-- YOUR GOAL --
Copy the data below exactly.

-- RECORDS FOR THIS TASK --
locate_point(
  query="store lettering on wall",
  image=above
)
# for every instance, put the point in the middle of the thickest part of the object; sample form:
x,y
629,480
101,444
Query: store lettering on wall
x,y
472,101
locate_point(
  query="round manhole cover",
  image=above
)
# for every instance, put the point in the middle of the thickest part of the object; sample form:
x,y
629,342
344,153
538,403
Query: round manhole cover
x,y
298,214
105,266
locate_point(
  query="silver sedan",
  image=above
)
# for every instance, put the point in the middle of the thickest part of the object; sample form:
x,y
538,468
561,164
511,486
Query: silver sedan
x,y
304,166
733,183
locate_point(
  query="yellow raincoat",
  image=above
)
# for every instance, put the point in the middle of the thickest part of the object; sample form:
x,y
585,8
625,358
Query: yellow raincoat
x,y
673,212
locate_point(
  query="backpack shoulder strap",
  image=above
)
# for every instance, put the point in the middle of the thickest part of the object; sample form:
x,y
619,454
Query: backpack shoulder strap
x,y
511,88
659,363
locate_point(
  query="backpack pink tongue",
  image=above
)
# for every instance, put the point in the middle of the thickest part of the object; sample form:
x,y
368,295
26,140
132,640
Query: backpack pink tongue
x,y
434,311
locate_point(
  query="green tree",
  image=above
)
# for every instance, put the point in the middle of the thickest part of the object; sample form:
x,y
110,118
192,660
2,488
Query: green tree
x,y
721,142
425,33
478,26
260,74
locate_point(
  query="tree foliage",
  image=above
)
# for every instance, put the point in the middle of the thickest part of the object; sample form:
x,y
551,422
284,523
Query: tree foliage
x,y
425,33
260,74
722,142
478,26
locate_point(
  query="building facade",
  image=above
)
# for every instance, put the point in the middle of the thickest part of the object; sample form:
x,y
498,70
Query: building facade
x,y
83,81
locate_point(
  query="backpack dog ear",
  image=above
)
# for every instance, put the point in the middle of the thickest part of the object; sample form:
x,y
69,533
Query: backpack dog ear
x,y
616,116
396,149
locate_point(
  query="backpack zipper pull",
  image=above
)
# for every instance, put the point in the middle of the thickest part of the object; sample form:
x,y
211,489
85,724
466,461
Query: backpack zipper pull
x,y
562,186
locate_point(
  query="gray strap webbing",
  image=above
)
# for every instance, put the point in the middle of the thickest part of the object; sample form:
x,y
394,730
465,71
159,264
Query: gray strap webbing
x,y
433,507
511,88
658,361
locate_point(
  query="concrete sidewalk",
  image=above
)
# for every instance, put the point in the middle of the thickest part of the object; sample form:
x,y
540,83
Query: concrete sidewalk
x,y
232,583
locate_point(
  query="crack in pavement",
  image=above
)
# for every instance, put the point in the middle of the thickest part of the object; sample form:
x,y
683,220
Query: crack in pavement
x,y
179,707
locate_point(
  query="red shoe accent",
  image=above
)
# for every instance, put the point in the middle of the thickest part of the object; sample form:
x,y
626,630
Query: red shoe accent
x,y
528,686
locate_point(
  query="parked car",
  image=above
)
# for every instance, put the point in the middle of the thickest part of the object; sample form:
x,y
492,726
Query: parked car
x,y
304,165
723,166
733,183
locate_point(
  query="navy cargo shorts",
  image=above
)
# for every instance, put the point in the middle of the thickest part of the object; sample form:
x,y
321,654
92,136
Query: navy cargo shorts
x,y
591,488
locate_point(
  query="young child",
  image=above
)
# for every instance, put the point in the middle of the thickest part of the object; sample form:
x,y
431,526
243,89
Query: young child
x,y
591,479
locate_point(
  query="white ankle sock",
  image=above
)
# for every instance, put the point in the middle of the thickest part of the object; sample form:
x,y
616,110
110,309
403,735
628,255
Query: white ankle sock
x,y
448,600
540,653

-- ANSWER TO THE PROBLEM --
locate_point(
  query="store lettering on wall",
  image=above
)
# for every instance, put the point in the middle of the thickest part of the object; sample form:
x,y
629,480
101,444
Query: store lettering on wall
x,y
472,101
locate_point(
  query="round manhole cover",
  image=above
)
# for every instance, put the point in the middle of the thickest part of the object; sample form:
x,y
629,342
344,153
538,403
Query: round manhole cover
x,y
298,214
105,266
locate_point(
  query="silver sedan",
  image=above
)
# for every instance, put the point in the middle of the thickest part of the object; sample form:
x,y
538,468
561,164
511,486
Query: silver sedan
x,y
304,166
733,183
locate_point(
  query="yellow raincoat",
  image=above
)
# for every instance, put the point in the middle of the thickest part of the object; sample form:
x,y
585,8
625,358
Query: yellow raincoat
x,y
673,212
locate_point(
  query="backpack shoulder strap",
  image=above
)
# for every instance, put the point in the middle of the thickest part of the object; sample form:
x,y
619,454
Query: backpack shoulder strap
x,y
511,88
659,363
locate_point(
  query="backpack pink tongue",
  image=above
)
# for every instance, put the point in the middle of the thickest part of the object; sample form:
x,y
368,295
26,140
132,640
Query: backpack pink tongue
x,y
434,311
locate_point(
  query="green tree",
  image=above
)
# for every instance, put the point in the middle of the thickest part of the object; sample form:
x,y
110,118
192,660
2,488
Query: green tree
x,y
721,142
425,33
478,26
260,74
locate_point(
  query="tree foliage",
  image=above
)
# for every instance, put the point in the middle of the thickest part of the object; sample form:
x,y
551,422
284,523
Query: tree foliage
x,y
425,33
260,74
722,142
478,26
locate_point(
  query="building facade",
  image=above
)
# for every instance, put the point in the middle of the thickest part of the object; sample form:
x,y
498,70
Query: building facade
x,y
83,81
locate_point(
  query="backpack dog ear",
  image=above
)
# for every instance, put the point in the middle of the thickest part of the object; sample form:
x,y
69,533
Query: backpack dog ear
x,y
616,116
396,149
locate_point(
  query="backpack zipper pull",
  image=above
)
# for every instance, put the point in the middle of the thickest part of the object; sample form:
x,y
211,489
85,724
466,461
Query: backpack zipper pull
x,y
562,186
locate_point(
  query="gray strap webbing",
  image=above
)
# for every instance, put the point in the middle of the thickest part of the object; sample form:
x,y
394,730
465,71
159,264
Query: gray strap webbing
x,y
433,507
511,88
658,361
locate_point(
  query="concrete sidewalk",
  image=above
)
# for every instance, put the point in the middle of the thickest part of the object; sample form:
x,y
540,83
Query: concrete sidewalk
x,y
232,583
locate_point(
  query="crack in pavement",
  image=above
)
# for every instance, put the point in the middle of the thickest part of the object; sample form:
x,y
683,220
Query: crack in pavement
x,y
179,707
locate_point(
  query="red shoe accent",
  image=above
)
# for every instance, put the point in the middle of the thickest part of the object; sample form:
x,y
626,630
Query: red shoe accent
x,y
528,686
locate_point(
  query="parked car",
  image=above
)
# for every instance, put the point in the middle of the thickest part of the object; sample form:
x,y
492,726
Query: parked car
x,y
304,165
723,166
733,183
locate_point(
  query="navy cargo shorts",
  image=above
)
# for every instance, put the point in the middle of the thickest part of the object; sample form:
x,y
321,654
92,136
Query: navy cargo shorts
x,y
591,488
locate_point(
  query="young child",
  image=above
)
# for every instance, put the point in the middle of the thickest part of the object; sample form:
x,y
431,526
243,89
Query: young child
x,y
591,479
locate_point(
  query="white ankle sock",
  image=above
)
# for every instance, put the point in the middle of the thickest part of the object; sample form:
x,y
616,110
110,309
403,735
628,255
Query: white ankle sock
x,y
448,600
540,653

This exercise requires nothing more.